**WHAT THE TASK ASKS**
Quote exactly and only this range of lines in the data below: the line that holds "FIND: green plastic bag" to the line that holds "FIND: dark sneaker", both included.

[Referring expression pointing data]
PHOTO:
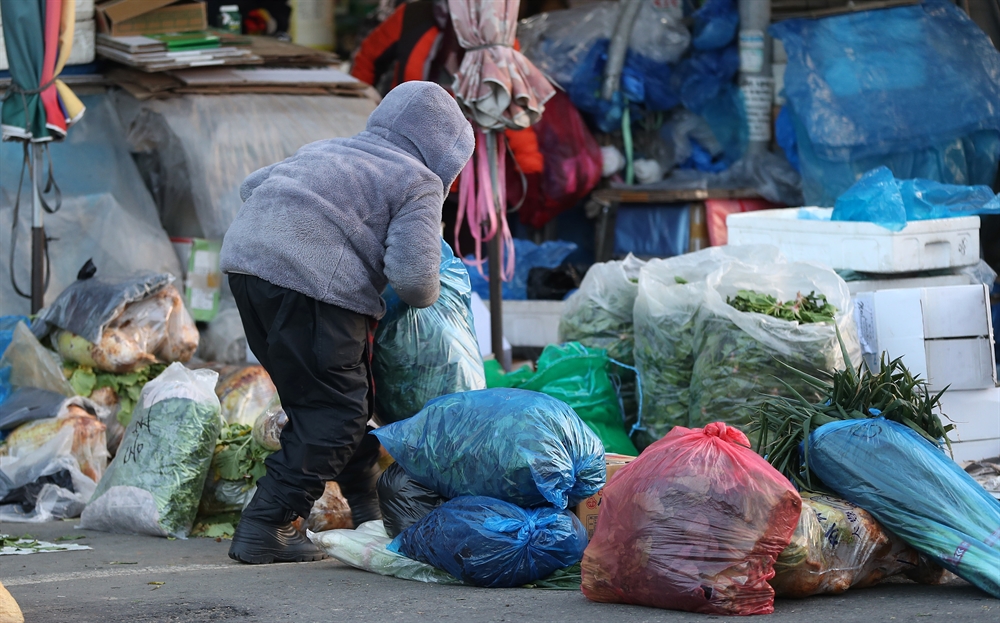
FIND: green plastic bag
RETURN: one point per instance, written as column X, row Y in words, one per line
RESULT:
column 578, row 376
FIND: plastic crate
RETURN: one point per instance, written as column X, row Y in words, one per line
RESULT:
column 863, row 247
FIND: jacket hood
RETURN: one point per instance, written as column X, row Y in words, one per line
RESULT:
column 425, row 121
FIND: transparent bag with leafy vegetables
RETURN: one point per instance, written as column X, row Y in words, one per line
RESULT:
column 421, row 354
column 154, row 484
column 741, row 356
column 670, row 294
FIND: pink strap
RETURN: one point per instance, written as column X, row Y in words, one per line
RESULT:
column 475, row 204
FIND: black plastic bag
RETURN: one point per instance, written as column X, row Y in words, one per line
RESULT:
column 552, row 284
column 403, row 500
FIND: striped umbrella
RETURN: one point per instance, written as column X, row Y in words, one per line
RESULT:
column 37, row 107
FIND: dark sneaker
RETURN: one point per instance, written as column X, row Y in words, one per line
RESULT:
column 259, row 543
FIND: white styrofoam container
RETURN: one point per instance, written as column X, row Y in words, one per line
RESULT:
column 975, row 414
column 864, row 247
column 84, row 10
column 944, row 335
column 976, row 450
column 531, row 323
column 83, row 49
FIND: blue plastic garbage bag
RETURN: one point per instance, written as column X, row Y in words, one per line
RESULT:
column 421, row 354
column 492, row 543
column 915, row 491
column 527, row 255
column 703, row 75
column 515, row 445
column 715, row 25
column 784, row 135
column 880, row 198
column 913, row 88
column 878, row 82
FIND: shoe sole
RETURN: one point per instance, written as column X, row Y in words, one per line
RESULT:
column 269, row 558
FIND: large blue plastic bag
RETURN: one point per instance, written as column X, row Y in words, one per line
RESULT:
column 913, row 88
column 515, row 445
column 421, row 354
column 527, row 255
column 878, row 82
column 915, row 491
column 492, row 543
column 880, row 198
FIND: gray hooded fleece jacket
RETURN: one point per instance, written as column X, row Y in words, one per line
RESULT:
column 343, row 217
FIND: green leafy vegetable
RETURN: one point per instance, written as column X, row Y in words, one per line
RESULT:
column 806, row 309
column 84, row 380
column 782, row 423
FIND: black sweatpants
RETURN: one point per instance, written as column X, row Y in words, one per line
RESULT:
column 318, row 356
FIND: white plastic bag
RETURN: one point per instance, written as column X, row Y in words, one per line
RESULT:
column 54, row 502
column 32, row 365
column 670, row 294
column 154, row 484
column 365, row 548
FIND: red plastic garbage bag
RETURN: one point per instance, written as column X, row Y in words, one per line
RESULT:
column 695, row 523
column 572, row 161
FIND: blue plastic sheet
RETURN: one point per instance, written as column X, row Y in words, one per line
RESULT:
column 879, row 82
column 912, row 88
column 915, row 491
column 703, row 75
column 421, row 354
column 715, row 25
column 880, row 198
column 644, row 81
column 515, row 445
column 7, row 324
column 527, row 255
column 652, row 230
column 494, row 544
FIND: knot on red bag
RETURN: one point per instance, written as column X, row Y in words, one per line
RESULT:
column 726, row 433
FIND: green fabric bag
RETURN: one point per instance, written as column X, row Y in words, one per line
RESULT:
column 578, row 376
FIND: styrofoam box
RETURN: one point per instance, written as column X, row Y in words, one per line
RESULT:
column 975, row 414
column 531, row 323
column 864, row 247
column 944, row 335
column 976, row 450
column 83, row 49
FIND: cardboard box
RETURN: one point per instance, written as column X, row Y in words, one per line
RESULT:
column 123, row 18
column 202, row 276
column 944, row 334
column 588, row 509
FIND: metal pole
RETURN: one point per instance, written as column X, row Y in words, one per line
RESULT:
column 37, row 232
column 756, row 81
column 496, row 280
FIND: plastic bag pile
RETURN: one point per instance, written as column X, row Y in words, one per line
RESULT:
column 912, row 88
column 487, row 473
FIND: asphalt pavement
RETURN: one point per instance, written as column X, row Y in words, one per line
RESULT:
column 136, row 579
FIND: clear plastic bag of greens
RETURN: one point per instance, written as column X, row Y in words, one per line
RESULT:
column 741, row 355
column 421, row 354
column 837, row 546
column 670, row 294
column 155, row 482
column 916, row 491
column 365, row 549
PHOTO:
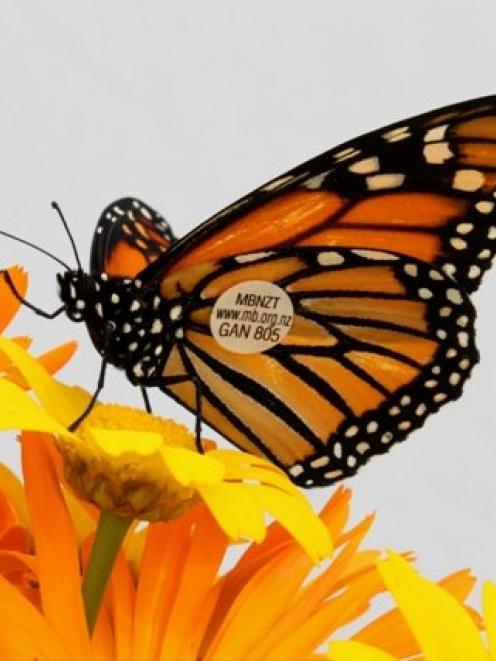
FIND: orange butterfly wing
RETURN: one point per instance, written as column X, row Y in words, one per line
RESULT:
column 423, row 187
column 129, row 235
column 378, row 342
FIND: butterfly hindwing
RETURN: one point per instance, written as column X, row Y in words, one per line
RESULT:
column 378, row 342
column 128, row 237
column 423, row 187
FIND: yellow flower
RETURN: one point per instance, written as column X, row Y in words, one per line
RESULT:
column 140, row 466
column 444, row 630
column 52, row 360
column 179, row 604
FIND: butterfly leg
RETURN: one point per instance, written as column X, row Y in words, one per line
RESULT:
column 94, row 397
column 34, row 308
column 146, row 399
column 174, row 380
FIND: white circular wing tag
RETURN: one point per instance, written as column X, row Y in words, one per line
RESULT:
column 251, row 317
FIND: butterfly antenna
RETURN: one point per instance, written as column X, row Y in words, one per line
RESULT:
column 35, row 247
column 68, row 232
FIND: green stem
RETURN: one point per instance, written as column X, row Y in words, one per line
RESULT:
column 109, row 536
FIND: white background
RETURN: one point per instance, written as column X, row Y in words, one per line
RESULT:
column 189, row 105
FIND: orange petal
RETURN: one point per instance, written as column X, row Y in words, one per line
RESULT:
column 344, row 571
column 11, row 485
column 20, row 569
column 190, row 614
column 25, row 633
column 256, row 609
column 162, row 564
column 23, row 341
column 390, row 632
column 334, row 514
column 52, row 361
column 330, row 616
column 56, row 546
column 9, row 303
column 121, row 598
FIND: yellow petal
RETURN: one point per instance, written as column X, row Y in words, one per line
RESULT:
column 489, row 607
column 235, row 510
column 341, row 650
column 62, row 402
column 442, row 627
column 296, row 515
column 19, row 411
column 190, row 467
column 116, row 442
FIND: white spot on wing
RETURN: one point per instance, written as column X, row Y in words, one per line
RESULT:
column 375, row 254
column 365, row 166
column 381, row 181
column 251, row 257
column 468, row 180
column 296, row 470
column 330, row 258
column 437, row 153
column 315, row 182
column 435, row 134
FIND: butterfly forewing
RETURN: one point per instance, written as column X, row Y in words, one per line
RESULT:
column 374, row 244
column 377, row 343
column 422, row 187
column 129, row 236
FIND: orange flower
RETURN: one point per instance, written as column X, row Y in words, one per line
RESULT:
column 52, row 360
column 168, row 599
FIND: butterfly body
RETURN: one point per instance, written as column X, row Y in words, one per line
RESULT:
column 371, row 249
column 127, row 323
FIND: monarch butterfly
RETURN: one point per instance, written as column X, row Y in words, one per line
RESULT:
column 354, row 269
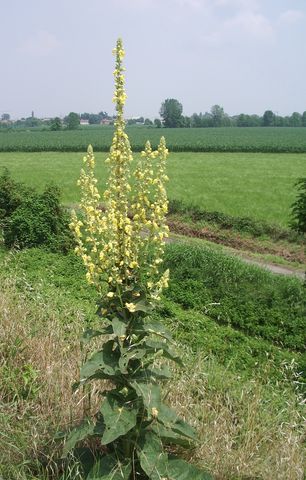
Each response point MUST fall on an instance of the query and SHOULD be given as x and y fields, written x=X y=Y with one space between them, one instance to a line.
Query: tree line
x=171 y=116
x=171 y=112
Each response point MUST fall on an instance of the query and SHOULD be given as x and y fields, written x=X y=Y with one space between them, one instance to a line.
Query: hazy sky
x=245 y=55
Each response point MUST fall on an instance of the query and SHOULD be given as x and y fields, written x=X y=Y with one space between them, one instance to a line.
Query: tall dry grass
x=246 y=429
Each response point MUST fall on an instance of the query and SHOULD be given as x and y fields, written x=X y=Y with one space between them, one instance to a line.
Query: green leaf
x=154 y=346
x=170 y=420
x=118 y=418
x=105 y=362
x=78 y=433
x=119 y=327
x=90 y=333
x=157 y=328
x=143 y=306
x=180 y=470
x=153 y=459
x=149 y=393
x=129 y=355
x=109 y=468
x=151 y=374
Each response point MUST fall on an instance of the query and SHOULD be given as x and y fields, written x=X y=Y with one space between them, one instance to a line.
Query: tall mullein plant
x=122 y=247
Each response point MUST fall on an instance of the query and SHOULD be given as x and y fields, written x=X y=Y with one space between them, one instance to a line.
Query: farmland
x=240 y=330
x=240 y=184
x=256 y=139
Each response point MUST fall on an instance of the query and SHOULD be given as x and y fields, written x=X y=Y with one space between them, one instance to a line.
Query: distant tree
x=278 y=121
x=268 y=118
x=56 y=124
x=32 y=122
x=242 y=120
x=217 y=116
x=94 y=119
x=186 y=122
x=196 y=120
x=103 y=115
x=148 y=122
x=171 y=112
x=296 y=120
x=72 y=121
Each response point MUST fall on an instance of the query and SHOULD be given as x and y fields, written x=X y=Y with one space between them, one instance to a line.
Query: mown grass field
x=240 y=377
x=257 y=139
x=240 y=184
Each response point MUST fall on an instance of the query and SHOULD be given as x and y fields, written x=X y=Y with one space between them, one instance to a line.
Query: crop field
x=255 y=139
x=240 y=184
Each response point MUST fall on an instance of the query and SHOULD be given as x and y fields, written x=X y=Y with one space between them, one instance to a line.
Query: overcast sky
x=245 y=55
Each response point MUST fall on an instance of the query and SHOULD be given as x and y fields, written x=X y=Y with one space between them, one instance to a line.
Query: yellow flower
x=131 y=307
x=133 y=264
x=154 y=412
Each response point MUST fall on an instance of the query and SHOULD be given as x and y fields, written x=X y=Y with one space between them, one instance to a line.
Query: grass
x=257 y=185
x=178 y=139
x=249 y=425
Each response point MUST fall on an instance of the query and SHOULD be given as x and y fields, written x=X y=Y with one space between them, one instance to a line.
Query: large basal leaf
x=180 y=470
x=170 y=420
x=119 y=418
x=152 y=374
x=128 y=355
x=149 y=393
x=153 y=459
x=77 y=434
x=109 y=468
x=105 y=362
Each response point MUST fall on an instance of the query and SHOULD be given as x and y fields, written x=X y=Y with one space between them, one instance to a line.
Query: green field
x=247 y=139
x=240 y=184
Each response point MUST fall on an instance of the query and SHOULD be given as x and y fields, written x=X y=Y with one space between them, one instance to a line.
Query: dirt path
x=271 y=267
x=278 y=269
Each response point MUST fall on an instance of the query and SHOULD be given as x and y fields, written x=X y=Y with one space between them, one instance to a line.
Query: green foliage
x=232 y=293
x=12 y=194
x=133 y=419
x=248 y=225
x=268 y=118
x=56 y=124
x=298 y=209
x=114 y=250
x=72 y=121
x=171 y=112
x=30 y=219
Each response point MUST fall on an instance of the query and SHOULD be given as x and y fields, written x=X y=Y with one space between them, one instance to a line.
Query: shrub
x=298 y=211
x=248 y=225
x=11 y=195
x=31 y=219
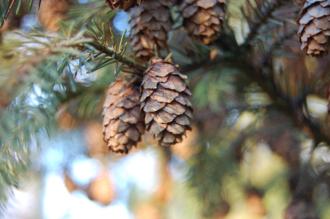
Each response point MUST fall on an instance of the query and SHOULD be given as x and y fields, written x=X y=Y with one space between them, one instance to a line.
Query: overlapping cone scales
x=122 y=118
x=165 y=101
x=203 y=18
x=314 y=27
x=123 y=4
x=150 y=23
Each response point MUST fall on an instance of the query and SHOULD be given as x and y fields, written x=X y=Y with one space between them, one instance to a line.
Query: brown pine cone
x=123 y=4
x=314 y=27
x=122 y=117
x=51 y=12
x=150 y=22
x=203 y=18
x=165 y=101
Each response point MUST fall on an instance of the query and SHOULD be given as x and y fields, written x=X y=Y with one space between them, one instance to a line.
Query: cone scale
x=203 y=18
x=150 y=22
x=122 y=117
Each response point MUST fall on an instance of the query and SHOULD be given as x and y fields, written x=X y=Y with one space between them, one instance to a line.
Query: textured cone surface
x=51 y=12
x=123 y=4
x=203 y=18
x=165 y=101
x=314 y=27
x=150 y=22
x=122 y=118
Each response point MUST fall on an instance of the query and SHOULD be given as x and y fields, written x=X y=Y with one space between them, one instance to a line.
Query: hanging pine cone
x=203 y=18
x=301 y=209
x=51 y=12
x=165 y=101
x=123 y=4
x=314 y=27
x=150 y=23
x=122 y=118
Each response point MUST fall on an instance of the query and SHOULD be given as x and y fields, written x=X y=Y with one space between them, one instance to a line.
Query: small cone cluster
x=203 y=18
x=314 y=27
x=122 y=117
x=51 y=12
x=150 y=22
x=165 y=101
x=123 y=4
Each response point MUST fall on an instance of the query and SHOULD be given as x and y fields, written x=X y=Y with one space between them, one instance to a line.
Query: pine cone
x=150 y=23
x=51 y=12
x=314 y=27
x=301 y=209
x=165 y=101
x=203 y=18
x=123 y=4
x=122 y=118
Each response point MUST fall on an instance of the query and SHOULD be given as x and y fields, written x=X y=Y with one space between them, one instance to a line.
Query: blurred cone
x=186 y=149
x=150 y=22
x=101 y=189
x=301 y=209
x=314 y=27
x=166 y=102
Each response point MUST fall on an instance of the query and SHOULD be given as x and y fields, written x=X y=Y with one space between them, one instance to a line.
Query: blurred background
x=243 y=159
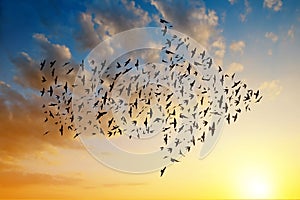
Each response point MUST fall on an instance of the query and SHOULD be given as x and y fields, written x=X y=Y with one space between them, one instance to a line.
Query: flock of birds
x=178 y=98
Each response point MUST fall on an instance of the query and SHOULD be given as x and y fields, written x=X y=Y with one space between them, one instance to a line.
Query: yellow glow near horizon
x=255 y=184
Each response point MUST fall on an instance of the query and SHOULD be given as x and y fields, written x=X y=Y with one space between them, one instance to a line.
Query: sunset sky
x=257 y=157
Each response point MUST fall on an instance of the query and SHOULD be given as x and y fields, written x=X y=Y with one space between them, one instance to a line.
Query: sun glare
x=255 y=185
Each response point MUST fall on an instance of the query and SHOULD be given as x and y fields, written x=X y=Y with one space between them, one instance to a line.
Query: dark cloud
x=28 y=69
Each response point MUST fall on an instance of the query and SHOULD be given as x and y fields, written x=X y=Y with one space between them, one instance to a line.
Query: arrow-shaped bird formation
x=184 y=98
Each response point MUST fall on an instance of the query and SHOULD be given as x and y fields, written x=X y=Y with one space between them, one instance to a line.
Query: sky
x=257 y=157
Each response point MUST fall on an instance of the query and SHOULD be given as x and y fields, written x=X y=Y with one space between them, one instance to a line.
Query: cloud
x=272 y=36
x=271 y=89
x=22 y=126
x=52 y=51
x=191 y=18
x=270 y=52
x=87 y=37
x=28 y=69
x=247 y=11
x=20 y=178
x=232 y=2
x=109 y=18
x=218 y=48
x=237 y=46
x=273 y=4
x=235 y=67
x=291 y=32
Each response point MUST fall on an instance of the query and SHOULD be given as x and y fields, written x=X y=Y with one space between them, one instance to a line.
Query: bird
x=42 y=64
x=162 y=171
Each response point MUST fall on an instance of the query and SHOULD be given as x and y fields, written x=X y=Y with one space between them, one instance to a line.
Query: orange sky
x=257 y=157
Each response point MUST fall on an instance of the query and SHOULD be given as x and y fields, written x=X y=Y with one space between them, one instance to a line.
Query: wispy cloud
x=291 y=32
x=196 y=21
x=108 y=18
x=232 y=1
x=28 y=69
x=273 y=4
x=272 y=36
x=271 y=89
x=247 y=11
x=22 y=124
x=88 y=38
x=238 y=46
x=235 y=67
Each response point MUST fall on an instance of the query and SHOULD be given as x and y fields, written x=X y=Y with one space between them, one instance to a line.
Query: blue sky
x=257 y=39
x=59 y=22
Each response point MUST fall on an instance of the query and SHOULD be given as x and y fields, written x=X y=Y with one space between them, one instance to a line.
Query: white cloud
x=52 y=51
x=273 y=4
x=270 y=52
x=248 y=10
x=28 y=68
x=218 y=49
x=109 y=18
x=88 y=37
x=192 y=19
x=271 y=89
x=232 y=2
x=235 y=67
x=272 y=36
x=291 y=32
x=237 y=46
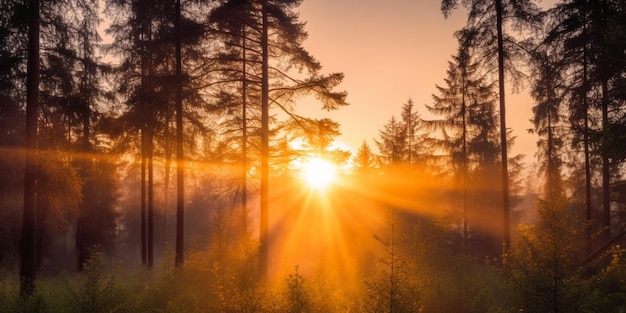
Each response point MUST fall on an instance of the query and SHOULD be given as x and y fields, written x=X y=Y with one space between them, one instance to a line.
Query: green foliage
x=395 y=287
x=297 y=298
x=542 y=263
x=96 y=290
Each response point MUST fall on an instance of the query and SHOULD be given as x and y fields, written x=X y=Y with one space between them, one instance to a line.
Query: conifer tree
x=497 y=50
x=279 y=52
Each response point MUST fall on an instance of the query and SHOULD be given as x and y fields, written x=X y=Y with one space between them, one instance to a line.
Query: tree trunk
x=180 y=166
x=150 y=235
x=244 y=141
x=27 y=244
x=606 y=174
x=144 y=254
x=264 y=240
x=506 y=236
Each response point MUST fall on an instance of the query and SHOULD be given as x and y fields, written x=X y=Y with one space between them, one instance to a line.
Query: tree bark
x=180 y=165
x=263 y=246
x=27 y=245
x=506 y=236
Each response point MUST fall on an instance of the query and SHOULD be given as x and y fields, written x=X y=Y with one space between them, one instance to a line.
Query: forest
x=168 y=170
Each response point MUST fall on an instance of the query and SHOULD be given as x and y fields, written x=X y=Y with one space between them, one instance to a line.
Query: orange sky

**COMPLETED EXERCISE**
FIND: green plastic bag
RETURN: one point per instance, written as column X, row Y in words, one per line
RESULT:
column 578, row 376
FIND: plastic crate
RETURN: one point per instance, written as column X, row Y in words, one per line
RESULT:
column 863, row 247
FIND: jacket hood
RETURN: one point per instance, written as column X, row Y in words, one per line
RESULT:
column 425, row 121
FIND: transparent bag with leafy vegetables
RETURN: one point per instance, written as column X, row Y in words, one per line
RESULT:
column 421, row 354
column 154, row 484
column 741, row 356
column 670, row 294
FIND: pink strap
RETURN: one point per instance, written as column X, row Y in words, one per line
RESULT:
column 475, row 204
FIND: black plastic bag
RETURN: one point per instance, written as column X, row Y in words, one per line
RESULT:
column 552, row 284
column 403, row 500
FIND: striped umbrella
RETURN: one point per instance, written as column X, row Y in words, one per line
RESULT:
column 37, row 107
FIND: dark sneaker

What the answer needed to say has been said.